▶ AIM OF THE TASK
Render every line of the entries below as a Markdown table with a Number column for the row number and a Text column for the line, skipping blank lines. Leave the pictures out.

▶ EXTRACTED MATERIAL

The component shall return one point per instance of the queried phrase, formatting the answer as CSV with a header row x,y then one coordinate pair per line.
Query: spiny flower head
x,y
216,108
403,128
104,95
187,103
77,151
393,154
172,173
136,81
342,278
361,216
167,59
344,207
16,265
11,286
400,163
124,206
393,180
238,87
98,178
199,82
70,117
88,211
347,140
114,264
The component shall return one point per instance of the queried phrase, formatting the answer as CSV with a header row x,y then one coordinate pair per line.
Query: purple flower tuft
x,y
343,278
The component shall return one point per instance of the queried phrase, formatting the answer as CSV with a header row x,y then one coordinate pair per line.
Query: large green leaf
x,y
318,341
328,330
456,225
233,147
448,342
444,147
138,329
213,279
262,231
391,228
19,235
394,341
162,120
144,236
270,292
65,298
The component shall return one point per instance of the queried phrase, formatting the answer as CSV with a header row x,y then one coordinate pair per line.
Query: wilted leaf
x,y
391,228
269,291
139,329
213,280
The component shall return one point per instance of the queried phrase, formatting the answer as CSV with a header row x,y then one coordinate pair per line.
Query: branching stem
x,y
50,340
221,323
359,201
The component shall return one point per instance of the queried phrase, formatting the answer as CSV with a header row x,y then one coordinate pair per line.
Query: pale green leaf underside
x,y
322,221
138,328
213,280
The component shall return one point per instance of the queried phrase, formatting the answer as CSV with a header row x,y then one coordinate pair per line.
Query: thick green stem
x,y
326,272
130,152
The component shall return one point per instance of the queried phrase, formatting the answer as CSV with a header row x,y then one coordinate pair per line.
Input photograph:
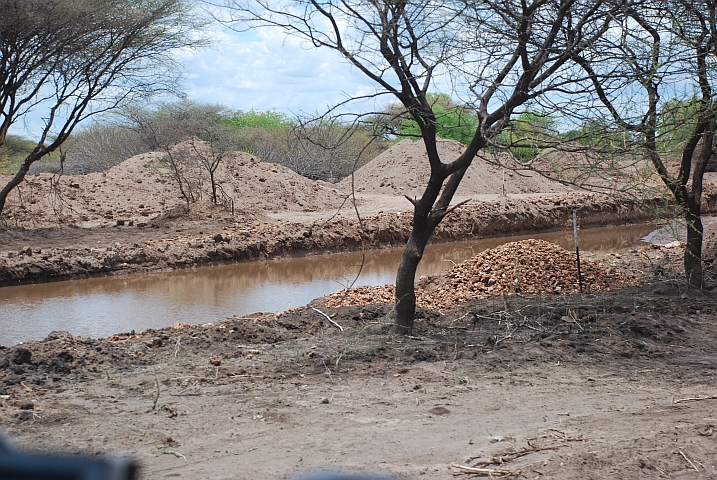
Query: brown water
x,y
103,306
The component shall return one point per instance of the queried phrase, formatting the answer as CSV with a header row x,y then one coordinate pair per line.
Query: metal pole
x,y
577,248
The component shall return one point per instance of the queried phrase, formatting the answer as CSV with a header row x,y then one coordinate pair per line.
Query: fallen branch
x,y
328,318
510,456
485,471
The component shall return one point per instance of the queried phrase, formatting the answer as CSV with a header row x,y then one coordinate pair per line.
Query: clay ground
x,y
614,384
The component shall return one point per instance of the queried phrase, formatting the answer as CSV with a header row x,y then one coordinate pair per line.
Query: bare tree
x,y
501,54
65,61
659,57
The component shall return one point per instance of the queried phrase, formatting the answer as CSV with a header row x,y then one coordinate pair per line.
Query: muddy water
x,y
104,306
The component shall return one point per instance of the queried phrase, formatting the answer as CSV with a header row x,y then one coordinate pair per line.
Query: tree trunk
x,y
405,282
15,181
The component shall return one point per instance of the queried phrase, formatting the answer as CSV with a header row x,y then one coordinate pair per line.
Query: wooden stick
x,y
484,471
510,456
156,399
328,318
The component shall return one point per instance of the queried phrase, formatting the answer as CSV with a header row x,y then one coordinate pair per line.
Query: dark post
x,y
577,248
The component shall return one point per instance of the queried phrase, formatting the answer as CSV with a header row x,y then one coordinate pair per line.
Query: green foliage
x,y
677,121
453,121
267,120
600,136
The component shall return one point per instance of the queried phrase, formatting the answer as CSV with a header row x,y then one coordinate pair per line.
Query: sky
x,y
261,69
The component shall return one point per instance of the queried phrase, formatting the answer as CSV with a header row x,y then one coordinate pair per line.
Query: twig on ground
x,y
156,399
510,456
175,453
177,345
688,461
695,399
328,318
485,471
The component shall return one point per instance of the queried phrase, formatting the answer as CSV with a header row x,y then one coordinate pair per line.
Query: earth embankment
x,y
242,242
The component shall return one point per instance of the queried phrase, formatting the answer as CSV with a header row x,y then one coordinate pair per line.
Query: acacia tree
x,y
65,61
658,59
501,54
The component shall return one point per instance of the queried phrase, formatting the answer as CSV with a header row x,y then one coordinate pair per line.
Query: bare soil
x,y
613,385
610,384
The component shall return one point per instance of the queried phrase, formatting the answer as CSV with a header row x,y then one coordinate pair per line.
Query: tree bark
x,y
693,251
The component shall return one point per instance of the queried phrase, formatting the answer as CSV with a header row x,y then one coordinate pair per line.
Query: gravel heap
x,y
527,266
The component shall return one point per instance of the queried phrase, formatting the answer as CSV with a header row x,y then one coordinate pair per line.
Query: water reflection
x,y
103,306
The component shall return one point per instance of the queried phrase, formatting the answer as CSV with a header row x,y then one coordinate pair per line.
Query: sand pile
x,y
404,170
527,266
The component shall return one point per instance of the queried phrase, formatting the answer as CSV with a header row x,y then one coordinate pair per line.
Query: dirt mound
x,y
404,170
271,187
142,189
528,266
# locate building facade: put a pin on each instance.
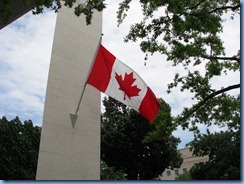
(188, 161)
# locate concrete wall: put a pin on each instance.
(68, 153)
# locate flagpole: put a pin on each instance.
(74, 116)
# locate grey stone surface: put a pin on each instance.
(68, 153)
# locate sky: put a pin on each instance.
(25, 52)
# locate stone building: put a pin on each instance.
(188, 161)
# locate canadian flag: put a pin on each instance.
(119, 81)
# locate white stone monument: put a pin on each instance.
(71, 152)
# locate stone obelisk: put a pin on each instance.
(71, 152)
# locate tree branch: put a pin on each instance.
(201, 103)
(233, 8)
(223, 58)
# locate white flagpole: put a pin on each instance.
(74, 116)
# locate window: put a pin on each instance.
(184, 170)
(168, 173)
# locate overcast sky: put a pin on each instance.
(25, 51)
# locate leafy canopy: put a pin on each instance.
(19, 146)
(131, 144)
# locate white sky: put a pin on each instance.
(25, 51)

▶ TASK SOLUTION
| Number | Text |
|---|---|
| 1 | The component shall return one point per instance of the queried phrase, formatting the answer as CSV with a header row x,y then one coordinate pair per line. |
| 2 | Query: spiny flower head |
| 3 | x,y |
| 4 | 216,108 |
| 5 | 403,128 |
| 6 | 104,95 |
| 7 | 187,103 |
| 8 | 77,151 |
| 9 | 393,154 |
| 10 | 172,173 |
| 11 | 136,81 |
| 12 | 342,278 |
| 13 | 361,216 |
| 14 | 167,59 |
| 15 | 344,207 |
| 16 | 16,265 |
| 17 | 11,286 |
| 18 | 400,163 |
| 19 | 124,206 |
| 20 | 393,180 |
| 21 | 238,87 |
| 22 | 98,178 |
| 23 | 199,82 |
| 24 | 70,117 |
| 25 | 88,211 |
| 26 | 347,140 |
| 27 | 114,264 |
| 28 | The component shall return one point per instance of the queried phrase, formatting the answer as CSV with a header row x,y then one coordinate pair per line. |
| 29 | Query: purple flower tuft |
| 30 | x,y |
| 31 | 343,278 |
| 32 | The component shall return one point per instance of the queried phrase, formatting the answer as CSV with a header row x,y then one coordinate pair per line. |
| 33 | Query: large green leaf |
| 34 | x,y |
| 35 | 318,341 |
| 36 | 328,330 |
| 37 | 456,225 |
| 38 | 233,147 |
| 39 | 448,342 |
| 40 | 444,147 |
| 41 | 138,329 |
| 42 | 213,279 |
| 43 | 262,231 |
| 44 | 391,228 |
| 45 | 19,235 |
| 46 | 394,341 |
| 47 | 162,120 |
| 48 | 144,236 |
| 49 | 270,292 |
| 50 | 65,298 |
| 51 | The component shall return one point per instance of the queried phrase, formatting the answer as CSV with a header row x,y then one coordinate pair per line. |
| 52 | Query: wilted leaf |
| 53 | x,y |
| 54 | 391,228 |
| 55 | 269,291 |
| 56 | 139,329 |
| 57 | 213,280 |
| 58 | The component shall return one point per instance of the queried phrase, formatting the answer as CSV with a header row x,y then one coordinate pair per line. |
| 59 | Query: branching stem |
| 60 | x,y |
| 61 | 50,340 |
| 62 | 221,323 |
| 63 | 359,201 |
| 64 | The component shall return one point per instance of the queried phrase, formatting the answer as CSV with a header row x,y then one coordinate pair per line. |
| 65 | Query: pale green leaf underside |
| 66 | x,y |
| 67 | 322,221 |
| 68 | 138,328 |
| 69 | 213,280 |
| 70 | The component shall return one point per instance of the queried phrase, formatting the answer as CSV with a header row x,y then one coordinate pair per line. |
| 71 | Query: thick green stem |
| 72 | x,y |
| 73 | 326,272 |
| 74 | 130,152 |
| 75 | The component shall return one point per instance of the queried phrase, formatting the answer as CSV with a header row x,y then one coordinate pair per line. |
| 76 | Input photograph: |
| 77 | Query: brown water |
| 78 | x,y |
| 79 | 103,306 |
| 80 | The component shall return one point per instance of the queried phrase, formatting the answer as CSV with a header row x,y then one coordinate pair per line. |
| 81 | Query: metal pole |
| 82 | x,y |
| 83 | 577,248 |
| 84 | The component shall return one point per instance of the queried phrase, formatting the answer as CSV with a header row x,y then one coordinate pair per line. |
| 85 | Query: fallen branch |
| 86 | x,y |
| 87 | 328,318 |
| 88 | 510,456 |
| 89 | 485,471 |
| 90 | The component shall return one point per instance of the queried phrase, formatting the answer as CSV with a header row x,y then one coordinate pair per line. |
| 91 | Query: clay ground |
| 92 | x,y |
| 93 | 614,384 |
| 94 | The component shall return one point per instance of the queried phrase, formatting the answer as CSV with a header row x,y then one coordinate pair per line. |
| 95 | Query: bare tree |
| 96 | x,y |
| 97 | 501,54 |
| 98 | 65,61 |
| 99 | 659,57 |
| 100 | The component shall return one point per instance of the queried phrase, formatting the answer as CSV with a header row x,y then one coordinate pair per line. |
| 101 | Query: muddy water |
| 102 | x,y |
| 103 | 104,306 |
| 104 | The component shall return one point per instance of the queried phrase, formatting the answer as CSV with a header row x,y then one coordinate pair per line. |
| 105 | Query: tree trunk |
| 106 | x,y |
| 107 | 405,282 |
| 108 | 15,181 |
| 109 | The component shall return one point per instance of the queried phrase, formatting the answer as CSV with a header row x,y then one coordinate pair per line. |
| 110 | Query: wooden stick |
| 111 | x,y |
| 112 | 484,471 |
| 113 | 510,456 |
| 114 | 156,399 |
| 115 | 328,318 |
| 116 | The component shall return one point per instance of the queried phrase, formatting the answer as CSV with a header row x,y then one coordinate pair per line. |
| 117 | Query: dark post |
| 118 | x,y |
| 119 | 577,248 |
| 120 | The component shall return one point per instance of the queried phrase, formatting the answer as CSV with a header row x,y then one coordinate pair per line. |
| 121 | Query: green foliage |
| 122 | x,y |
| 123 | 677,121 |
| 124 | 453,121 |
| 125 | 267,120 |
| 126 | 600,136 |
| 127 | The component shall return one point per instance of the queried phrase, formatting the answer as CSV with a header row x,y then one coordinate pair per line. |
| 128 | Query: sky |
| 129 | x,y |
| 130 | 261,69 |
| 131 | The component shall return one point per instance of the queried phrase, formatting the answer as CSV with a header row x,y then one coordinate pair per line. |
| 132 | Query: twig on ground |
| 133 | x,y |
| 134 | 156,399 |
| 135 | 510,456 |
| 136 | 175,453 |
| 137 | 177,345 |
| 138 | 688,461 |
| 139 | 695,399 |
| 140 | 328,318 |
| 141 | 485,471 |
| 142 | The component shall return one point per instance of the queried phrase, formatting the answer as CSV with a header row x,y then one coordinate pair per line. |
| 143 | Query: earth embankment |
| 144 | x,y |
| 145 | 242,242 |
| 146 | The component shall return one point per instance of the queried phrase, formatting the answer as CSV with a header row x,y then one coordinate pair per line. |
| 147 | Query: acacia tree |
| 148 | x,y |
| 149 | 65,61 |
| 150 | 658,59 |
| 151 | 501,54 |
| 152 | The component shall return one point per instance of the queried phrase, formatting the answer as CSV with a header row x,y then one coordinate pair per line. |
| 153 | Query: bare soil |
| 154 | x,y |
| 155 | 613,385 |
| 156 | 610,384 |
| 157 | The component shall return one point per instance of the queried phrase, formatting the answer as CSV with a header row x,y then one coordinate pair per line. |
| 158 | Query: tree bark |
| 159 | x,y |
| 160 | 693,251 |
| 161 | The component shall return one point per instance of the queried phrase, formatting the answer as CSV with a header row x,y then one coordinate pair per line. |
| 162 | Query: gravel heap |
| 163 | x,y |
| 164 | 527,266 |
| 165 | The component shall return one point per instance of the queried phrase, formatting the answer as CSV with a header row x,y then one coordinate pair per line. |
| 166 | Query: water reflection |
| 167 | x,y |
| 168 | 103,306 |
| 169 | The component shall return one point per instance of the queried phrase, formatting the answer as CSV with a header row x,y then one coordinate pair per line. |
| 170 | Query: sand pile |
| 171 | x,y |
| 172 | 404,170 |
| 173 | 527,266 |
| 174 | The component shall return one point per instance of the queried phrase, formatting the answer as CSV with a header row x,y then one coordinate pair per line. |
| 175 | Query: dirt mound |
| 176 | x,y |
| 177 | 404,170 |
| 178 | 271,187 |
| 179 | 142,189 |
| 180 | 528,266 |
| 181 | # locate building facade: put a pin on each instance. |
| 182 | (188, 161) |
| 183 | # locate concrete wall: put a pin on each instance. |
| 184 | (68, 153) |
| 185 | # locate flagpole: put a pin on each instance. |
| 186 | (74, 116) |
| 187 | # locate grey stone surface: put a pin on each instance. |
| 188 | (68, 153) |
| 189 | # locate sky: put a pin on each instance. |
| 190 | (25, 52) |
| 191 | # locate stone building: put a pin on each instance. |
| 192 | (188, 161) |
| 193 | # locate canadian flag: put a pin on each instance. |
| 194 | (119, 81) |
| 195 | # locate white stone monument: put a pin on each instance. |
| 196 | (71, 152) |
| 197 | # locate stone obelisk: put a pin on each instance. |
| 198 | (71, 152) |
| 199 | # locate tree branch: put a pin on each instance. |
| 200 | (201, 103) |
| 201 | (233, 8) |
| 202 | (223, 58) |
| 203 | # locate white flagpole: put a pin on each instance. |
| 204 | (74, 116) |
| 205 | # locate window: put a pin on each instance. |
| 206 | (184, 170) |
| 207 | (168, 173) |
| 208 | # locate overcast sky: put a pin on each instance. |
| 209 | (25, 51) |
| 210 | # locate leafy canopy: put a pin on each instance. |
| 211 | (19, 146) |
| 212 | (131, 144) |
| 213 | # locate white sky: put a pin on each instance. |
| 214 | (25, 51) |